Text under study:

· · ·

Politics

Game, set and match to the BBC? If only

The national broadcaster has delayed its reckoning but the time will come. When it does we should all remember what the BBC did in the time of Covid-19

April 15, 2020
Broadcasting House. Photo:  SOPA Images/SIPA USA/PA Images
Broadcasting House. Photo: SOPA Images/SIPA USA/PA Images

The BBC has always been a less important feature of UK life than the NHS—and we didn’t need Covid-19 to grasp that. But it is a deeply embedded national institution, hugely so for anyone over 40. And, lo and behold, it now matters quite a lot too for the younger licence fee payers who we had been told had fallen happily into the welcoming embrace of Netflix, Amazon, Spotify et al.

But everyone is affected by Covid-19, and the overwhelming majority from all age groups want reliable news and information. Re-enter the BBC—not that it went away in the first place.

It was less than three months ago that Dominic Cummings was apparently briefing that the BBC needed to be “whacked,” with ministers forbidden to appear on some of its most weighty news programmes. He had previously written that the BBC was the Conservative Party’s mortal enemy, a turn of phrase that now looks a little on the inflationary side.

Of course the BBC is far from being the only media organisation that has gained from the lockdown. ITV News, Sky News, the story-breaking Channel 4 News are all up—along I dare say with Netflix and Amazon.

But the BBC’s performance is nevertheless striking. Audiences for each of the news bulletins at one , six and 10 o’clock—the warhorses of the enterprise—are up by between 50 and 75 per cent. And the BBC’s Global News Division had an average reach of about 430m a week in March.

The “trust” figures for the BBC in the UK have gone up too. Recent Ofcom figures suggest that people are more likely to turn to the BBC’s TV, radio and online services for the latest news on the pandemic than anywhere else and by a large margin.

It’s not all about news. With over 90 per cent of staff now working from home—something that normally might have taken five years for management consultants to work out—the BBC is piling creative, administrative and technical resources into entertaining and educating as well as informing. Large chunks of the population like the BBC’s provision of comfort, laughter and escapism as well as the news.

· · ·

Data supplied:
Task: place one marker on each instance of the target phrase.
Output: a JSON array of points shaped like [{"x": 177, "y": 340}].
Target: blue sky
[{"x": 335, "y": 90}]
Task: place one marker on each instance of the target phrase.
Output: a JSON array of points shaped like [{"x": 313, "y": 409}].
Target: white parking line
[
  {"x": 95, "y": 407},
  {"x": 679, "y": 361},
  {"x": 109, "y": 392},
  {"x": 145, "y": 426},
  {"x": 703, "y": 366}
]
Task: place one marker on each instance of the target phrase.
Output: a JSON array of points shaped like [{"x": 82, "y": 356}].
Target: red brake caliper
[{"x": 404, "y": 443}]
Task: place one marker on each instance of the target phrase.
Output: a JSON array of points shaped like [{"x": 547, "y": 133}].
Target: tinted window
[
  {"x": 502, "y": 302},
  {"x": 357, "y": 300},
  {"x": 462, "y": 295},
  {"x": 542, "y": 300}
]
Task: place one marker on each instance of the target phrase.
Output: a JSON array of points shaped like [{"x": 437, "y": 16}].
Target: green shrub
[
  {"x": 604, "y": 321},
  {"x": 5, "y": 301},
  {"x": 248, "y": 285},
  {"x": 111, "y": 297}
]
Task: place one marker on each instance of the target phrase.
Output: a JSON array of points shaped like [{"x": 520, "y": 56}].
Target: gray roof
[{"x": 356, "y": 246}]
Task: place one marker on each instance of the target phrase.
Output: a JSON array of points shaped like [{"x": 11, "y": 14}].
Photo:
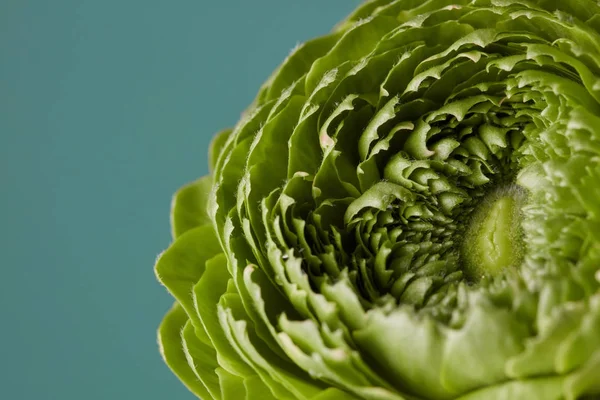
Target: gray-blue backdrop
[{"x": 106, "y": 107}]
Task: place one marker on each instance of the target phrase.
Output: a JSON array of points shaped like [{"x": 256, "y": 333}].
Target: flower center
[{"x": 493, "y": 239}]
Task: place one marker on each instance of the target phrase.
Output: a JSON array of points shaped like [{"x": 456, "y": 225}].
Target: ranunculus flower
[{"x": 410, "y": 209}]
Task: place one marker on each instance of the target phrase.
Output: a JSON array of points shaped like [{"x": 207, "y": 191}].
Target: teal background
[{"x": 106, "y": 108}]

· · ·

Requirement A:
Answer these from the BBC piece, labeling each answer (i), (ii) or (iii):
(i) By how much have audiences for the one, six and 10 o'clock news bulletins risen?
(ii) What average weekly reach did the BBC's Global News Division have in March?
(iii) What share of BBC staff are now working from home?
Requirement B: Reproduce the BBC piece between "It was less" and "the inflationary side.", inclusive, switching "mortal enemy" to "fiercest rival".
Requirement C: Please condense the paragraph of the BBC piece that begins "It's not all about news" into one shorter sentence that keeps its main facts.

Your response A:
(i) By between 50 and 75 per cent.
(ii) About 430m a week.
(iii) Over 90 per cent.

Your response B:
It was less than three months ago that Dominic Cummings was apparently briefing that the BBC needed to be “whacked,” with ministers forbidden to appear on some of its most weighty news programmes. He had previously written that the BBC was the Conservative Party’s fiercest rival, a turn of phrase that now looks a little on the inflationary side.

Your response C: With over 90 per cent of staff working from home, the BBC is putting creative, administrative and technical resources into entertaining and educating as well as informing, and much of the population values its comfort, laughter and escapism alongside the news.